Problem details
Locate "Where can the terracotta" in the data below, then output the line it is on and all following lines through the last, word for word. Skip any pictures.

%%

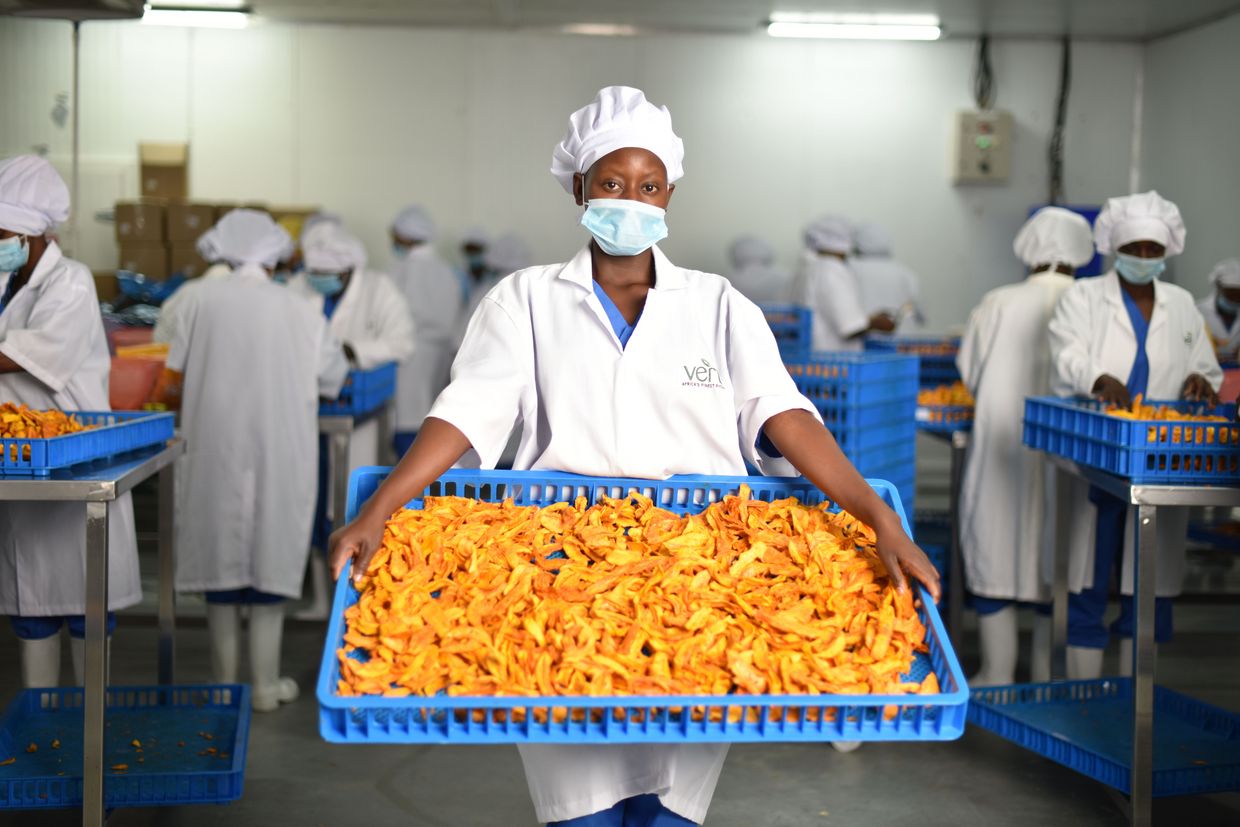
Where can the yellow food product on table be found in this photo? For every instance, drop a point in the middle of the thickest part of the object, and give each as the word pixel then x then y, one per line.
pixel 748 597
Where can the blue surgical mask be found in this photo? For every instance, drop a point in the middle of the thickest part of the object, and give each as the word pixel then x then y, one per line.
pixel 1135 269
pixel 327 284
pixel 624 227
pixel 14 253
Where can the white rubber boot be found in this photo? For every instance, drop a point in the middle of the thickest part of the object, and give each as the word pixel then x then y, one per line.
pixel 265 630
pixel 1039 654
pixel 1084 663
pixel 223 624
pixel 997 634
pixel 41 662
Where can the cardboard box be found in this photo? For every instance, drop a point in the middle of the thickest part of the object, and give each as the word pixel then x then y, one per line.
pixel 148 258
pixel 185 222
pixel 139 221
pixel 164 170
pixel 184 258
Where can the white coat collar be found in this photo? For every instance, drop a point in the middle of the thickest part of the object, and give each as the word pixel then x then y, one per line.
pixel 580 270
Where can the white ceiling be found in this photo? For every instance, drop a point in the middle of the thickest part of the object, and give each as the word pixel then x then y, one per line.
pixel 1086 19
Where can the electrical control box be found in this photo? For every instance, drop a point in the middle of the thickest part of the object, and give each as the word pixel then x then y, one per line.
pixel 982 146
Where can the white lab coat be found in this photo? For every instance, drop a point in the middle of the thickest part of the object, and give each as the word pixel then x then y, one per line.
pixel 888 287
pixel 373 319
pixel 433 295
pixel 53 330
pixel 1225 340
pixel 828 288
pixel 1005 356
pixel 256 360
pixel 699 377
pixel 165 326
pixel 1091 335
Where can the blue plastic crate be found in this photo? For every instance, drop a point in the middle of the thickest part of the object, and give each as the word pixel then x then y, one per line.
pixel 363 392
pixel 633 718
pixel 1086 725
pixel 1184 453
pixel 114 433
pixel 160 718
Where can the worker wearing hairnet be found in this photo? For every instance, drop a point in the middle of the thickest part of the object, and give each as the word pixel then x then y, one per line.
pixel 1005 356
pixel 590 356
pixel 830 289
pixel 252 358
pixel 1112 337
pixel 754 272
pixel 885 285
pixel 53 355
pixel 434 296
pixel 1222 309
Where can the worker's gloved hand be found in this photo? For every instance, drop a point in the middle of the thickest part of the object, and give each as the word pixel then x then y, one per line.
pixel 902 556
pixel 1198 388
pixel 355 543
pixel 1111 391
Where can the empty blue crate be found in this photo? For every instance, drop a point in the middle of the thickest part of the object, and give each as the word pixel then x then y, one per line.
pixel 192 743
pixel 618 719
pixel 110 434
pixel 1086 725
pixel 1146 451
pixel 363 392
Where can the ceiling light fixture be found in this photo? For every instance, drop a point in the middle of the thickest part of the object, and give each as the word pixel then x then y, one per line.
pixel 853 26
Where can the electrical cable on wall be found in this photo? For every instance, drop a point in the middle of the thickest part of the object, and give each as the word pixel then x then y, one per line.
pixel 1055 151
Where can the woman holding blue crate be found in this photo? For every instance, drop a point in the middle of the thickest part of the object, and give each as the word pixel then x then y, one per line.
pixel 1112 337
pixel 620 363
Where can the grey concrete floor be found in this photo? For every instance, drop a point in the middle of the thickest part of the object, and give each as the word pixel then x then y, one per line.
pixel 294 778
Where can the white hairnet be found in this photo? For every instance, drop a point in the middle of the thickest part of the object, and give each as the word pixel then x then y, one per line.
pixel 32 196
pixel 872 239
pixel 414 223
pixel 507 254
pixel 1146 216
pixel 246 237
pixel 749 251
pixel 327 247
pixel 619 117
pixel 830 233
pixel 1054 236
pixel 1226 273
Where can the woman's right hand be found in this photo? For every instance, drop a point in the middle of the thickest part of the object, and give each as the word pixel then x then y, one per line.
pixel 355 543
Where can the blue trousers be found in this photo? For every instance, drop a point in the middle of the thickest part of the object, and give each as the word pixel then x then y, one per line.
pixel 637 811
pixel 1086 608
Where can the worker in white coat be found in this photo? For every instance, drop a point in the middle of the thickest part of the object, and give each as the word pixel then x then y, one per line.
pixel 830 289
pixel 754 272
pixel 253 360
pixel 434 296
pixel 53 355
pixel 885 284
pixel 1222 309
pixel 1115 336
pixel 590 356
pixel 1005 356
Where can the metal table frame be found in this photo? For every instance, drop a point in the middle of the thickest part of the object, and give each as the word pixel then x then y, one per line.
pixel 97 487
pixel 1146 499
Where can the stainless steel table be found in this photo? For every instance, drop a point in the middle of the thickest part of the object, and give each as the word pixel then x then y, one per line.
pixel 1146 500
pixel 97 486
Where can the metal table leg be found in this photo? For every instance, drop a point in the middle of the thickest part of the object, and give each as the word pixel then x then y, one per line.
pixel 96 662
pixel 1143 593
pixel 1059 588
pixel 166 577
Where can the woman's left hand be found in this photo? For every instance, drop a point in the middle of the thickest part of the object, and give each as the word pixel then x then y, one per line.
pixel 900 556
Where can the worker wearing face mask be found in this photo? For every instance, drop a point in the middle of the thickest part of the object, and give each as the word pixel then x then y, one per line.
pixel 1112 337
pixel 1222 309
pixel 53 355
pixel 433 294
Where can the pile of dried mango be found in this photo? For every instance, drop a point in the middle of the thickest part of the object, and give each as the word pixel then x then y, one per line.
pixel 465 598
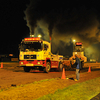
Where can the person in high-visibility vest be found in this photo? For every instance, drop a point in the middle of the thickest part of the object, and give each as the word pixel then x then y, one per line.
pixel 78 67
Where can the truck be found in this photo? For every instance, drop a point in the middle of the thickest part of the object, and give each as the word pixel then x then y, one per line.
pixel 35 53
pixel 79 50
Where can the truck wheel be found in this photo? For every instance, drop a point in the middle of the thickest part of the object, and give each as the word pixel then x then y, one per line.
pixel 47 68
pixel 60 67
pixel 26 69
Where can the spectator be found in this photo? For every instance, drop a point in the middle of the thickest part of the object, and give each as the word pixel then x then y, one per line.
pixel 78 67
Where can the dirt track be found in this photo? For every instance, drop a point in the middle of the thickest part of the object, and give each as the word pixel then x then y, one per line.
pixel 12 75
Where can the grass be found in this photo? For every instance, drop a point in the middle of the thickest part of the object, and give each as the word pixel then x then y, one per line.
pixel 80 91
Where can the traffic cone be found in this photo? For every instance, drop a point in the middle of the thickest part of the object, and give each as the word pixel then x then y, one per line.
pixel 63 74
pixel 89 70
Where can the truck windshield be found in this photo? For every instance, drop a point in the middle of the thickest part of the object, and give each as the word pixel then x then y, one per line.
pixel 31 46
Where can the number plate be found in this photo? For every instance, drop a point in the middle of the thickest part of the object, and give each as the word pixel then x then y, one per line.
pixel 29 64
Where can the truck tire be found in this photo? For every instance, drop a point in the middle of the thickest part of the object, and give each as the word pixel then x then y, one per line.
pixel 60 67
pixel 47 68
pixel 26 69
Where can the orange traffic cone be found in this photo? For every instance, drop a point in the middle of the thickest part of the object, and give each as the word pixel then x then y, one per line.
pixel 1 64
pixel 63 74
pixel 89 70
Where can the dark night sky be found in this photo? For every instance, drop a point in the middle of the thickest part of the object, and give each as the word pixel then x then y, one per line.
pixel 78 20
pixel 13 26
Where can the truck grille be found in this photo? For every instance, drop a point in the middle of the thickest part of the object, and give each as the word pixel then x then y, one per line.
pixel 29 56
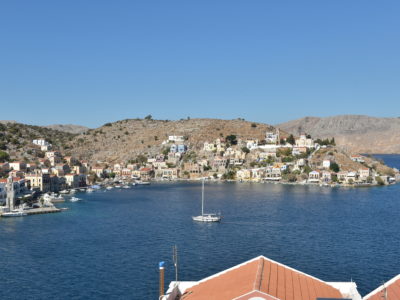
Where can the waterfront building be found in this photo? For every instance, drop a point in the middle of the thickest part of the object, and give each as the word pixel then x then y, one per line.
pixel 261 278
pixel 146 173
pixel 364 173
pixel 39 180
pixel 326 176
pixel 304 141
pixel 99 171
pixel 17 166
pixel 10 200
pixel 273 174
pixel 170 173
pixel 72 180
pixel 193 169
pixel 243 174
pixel 220 162
pixel 313 177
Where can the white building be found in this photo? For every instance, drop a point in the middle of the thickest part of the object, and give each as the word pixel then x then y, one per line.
pixel 272 138
pixel 313 177
pixel 41 142
pixel 304 141
pixel 326 163
pixel 176 138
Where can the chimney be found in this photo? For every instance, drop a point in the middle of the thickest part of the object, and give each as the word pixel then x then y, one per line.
pixel 161 267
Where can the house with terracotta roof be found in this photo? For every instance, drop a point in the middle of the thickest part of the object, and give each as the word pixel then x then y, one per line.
pixel 262 279
pixel 390 290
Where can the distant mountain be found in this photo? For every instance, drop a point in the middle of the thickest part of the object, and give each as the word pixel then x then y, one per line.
pixel 68 128
pixel 362 134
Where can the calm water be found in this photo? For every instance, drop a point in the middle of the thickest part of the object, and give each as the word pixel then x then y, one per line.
pixel 109 245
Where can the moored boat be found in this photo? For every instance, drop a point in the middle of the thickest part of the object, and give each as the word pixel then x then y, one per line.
pixel 206 217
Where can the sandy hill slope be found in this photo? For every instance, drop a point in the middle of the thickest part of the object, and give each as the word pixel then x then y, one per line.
pixel 126 139
pixel 68 128
pixel 356 133
pixel 16 140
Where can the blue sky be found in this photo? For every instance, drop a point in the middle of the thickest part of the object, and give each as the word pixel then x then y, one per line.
pixel 91 62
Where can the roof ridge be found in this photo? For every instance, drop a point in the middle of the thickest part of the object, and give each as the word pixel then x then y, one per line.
pixel 293 269
pixel 258 279
pixel 382 286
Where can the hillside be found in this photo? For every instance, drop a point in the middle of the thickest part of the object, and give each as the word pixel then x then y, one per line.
pixel 362 134
pixel 126 139
pixel 16 140
pixel 70 128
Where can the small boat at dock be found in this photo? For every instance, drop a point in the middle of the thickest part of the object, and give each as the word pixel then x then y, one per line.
pixel 15 213
pixel 206 217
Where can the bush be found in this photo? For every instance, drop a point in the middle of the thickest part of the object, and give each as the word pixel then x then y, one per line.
pixel 334 167
pixel 231 139
pixel 379 180
pixel 291 139
pixel 246 150
pixel 4 156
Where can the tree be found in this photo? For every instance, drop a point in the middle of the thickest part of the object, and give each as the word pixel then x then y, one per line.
pixel 379 180
pixel 231 139
pixel 166 151
pixel 334 167
pixel 245 150
pixel 4 156
pixel 291 139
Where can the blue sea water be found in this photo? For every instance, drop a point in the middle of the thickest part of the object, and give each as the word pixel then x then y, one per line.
pixel 108 246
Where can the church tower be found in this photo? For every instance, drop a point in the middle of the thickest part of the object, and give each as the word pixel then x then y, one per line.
pixel 10 193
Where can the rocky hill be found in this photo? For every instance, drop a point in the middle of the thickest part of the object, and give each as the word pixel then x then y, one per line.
pixel 16 140
pixel 126 139
pixel 355 133
pixel 70 128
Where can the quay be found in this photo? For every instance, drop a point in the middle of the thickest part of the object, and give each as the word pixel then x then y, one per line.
pixel 40 210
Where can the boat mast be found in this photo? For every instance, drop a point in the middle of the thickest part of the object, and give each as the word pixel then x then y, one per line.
pixel 202 199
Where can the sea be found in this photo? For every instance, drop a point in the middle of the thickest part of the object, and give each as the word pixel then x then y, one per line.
pixel 108 245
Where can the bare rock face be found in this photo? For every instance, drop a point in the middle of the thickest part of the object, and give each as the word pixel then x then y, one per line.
pixel 76 129
pixel 126 139
pixel 355 133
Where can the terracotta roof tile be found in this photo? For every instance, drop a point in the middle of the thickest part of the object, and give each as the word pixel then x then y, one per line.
pixel 261 275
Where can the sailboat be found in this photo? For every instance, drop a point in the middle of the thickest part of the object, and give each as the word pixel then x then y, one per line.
pixel 206 217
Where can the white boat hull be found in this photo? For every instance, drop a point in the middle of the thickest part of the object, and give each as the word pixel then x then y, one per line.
pixel 207 218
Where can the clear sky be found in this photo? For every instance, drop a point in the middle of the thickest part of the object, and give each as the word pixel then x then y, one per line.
pixel 91 62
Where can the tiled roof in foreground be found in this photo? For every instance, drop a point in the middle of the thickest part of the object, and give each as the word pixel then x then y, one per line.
pixel 390 289
pixel 264 278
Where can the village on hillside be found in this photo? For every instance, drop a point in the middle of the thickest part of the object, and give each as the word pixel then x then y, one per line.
pixel 300 160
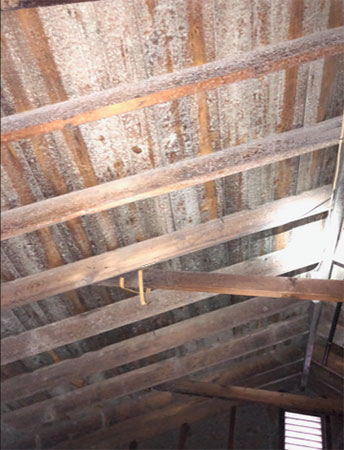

%%

Exercise answer
Where can the terracotta roof tile be found in this photo? For every instance, drop a point in the middle of the thickest part of the object, and give each as the word pixel then x then y, one per line.
pixel 261 275
Where can the sailboat be found in this photo? For every instance, drop a point in the middle of the thickest part of the object, and give each as the word pixel then x then y, one per line.
pixel 206 217
Where can the white boat hull be found in this photo? For every instance, drop a point in the middle of the thickest part of the object, and give each as the word pixel then x then y, one per line.
pixel 207 218
Where can the clear sky be found in this photo? For every instance, drop a point in the middle of the thickest part of the object, and give each as the word pixel then x then y, one per line.
pixel 91 62
Where can the tiled roof in foreground be found in this photo? For every instance, drop a point in the middle of the thickest part of the object, and give each as the word pixel then x then y, one per line.
pixel 390 289
pixel 264 278
Where can the village on hillside be found in this photo? For every instance, drop a point in the middle of the thickest part of the object, and give each as the word pixel then x then y, one per line.
pixel 300 160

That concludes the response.